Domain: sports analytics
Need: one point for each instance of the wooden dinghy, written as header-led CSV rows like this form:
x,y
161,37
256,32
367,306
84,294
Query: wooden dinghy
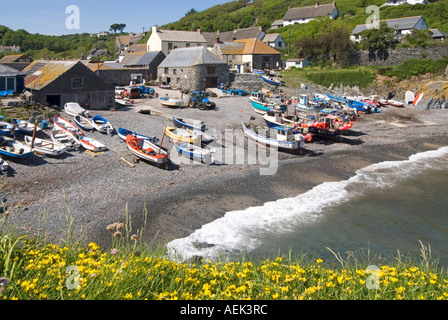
x,y
84,123
24,126
91,144
43,146
64,138
194,152
102,124
14,149
67,126
146,150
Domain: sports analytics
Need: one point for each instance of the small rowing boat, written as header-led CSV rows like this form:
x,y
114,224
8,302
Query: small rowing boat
x,y
91,144
13,148
67,126
43,146
146,150
64,138
102,124
194,152
84,123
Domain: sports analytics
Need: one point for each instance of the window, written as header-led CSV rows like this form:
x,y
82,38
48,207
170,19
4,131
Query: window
x,y
211,70
77,83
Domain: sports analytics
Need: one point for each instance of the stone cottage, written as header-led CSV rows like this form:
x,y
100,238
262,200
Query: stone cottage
x,y
193,68
59,82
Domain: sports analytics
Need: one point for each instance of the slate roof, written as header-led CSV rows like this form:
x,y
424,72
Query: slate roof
x,y
181,36
188,57
315,11
398,24
256,46
47,73
139,58
6,71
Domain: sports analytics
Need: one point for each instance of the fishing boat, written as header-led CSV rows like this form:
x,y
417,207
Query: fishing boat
x,y
44,146
102,125
67,126
13,148
283,137
64,138
91,144
261,106
194,152
73,109
4,165
7,129
197,125
171,102
276,81
123,133
182,135
84,123
24,126
146,150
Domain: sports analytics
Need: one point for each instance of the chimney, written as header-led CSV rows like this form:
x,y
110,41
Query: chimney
x,y
217,37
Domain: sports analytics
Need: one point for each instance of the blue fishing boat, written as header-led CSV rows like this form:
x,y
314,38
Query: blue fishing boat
x,y
197,125
276,81
261,106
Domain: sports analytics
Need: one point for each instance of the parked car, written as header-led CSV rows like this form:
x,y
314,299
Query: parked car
x,y
131,93
118,91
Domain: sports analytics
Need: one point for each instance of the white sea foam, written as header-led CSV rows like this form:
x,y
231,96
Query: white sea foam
x,y
244,230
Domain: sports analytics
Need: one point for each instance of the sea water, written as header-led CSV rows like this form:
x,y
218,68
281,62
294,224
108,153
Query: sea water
x,y
387,208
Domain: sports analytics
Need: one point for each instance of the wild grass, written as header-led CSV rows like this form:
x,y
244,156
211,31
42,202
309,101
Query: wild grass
x,y
33,268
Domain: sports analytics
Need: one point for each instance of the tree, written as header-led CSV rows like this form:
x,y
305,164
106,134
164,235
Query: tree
x,y
378,40
117,27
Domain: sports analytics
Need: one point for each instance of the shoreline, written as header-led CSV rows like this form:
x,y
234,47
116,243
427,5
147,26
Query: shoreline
x,y
98,190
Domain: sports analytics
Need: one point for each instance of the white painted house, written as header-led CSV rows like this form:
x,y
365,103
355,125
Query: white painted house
x,y
297,62
306,14
168,40
402,26
274,40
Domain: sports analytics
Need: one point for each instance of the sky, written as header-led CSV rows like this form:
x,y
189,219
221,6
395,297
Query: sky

__________________________________________________

What you are asked to do - Pick out each line of the records above that contains the word "rowing" and copy it in full.

Complete response -
Need: one point for each instance of the small rowing boat, written as header-led CSV rows like this form:
Query: small rowing boat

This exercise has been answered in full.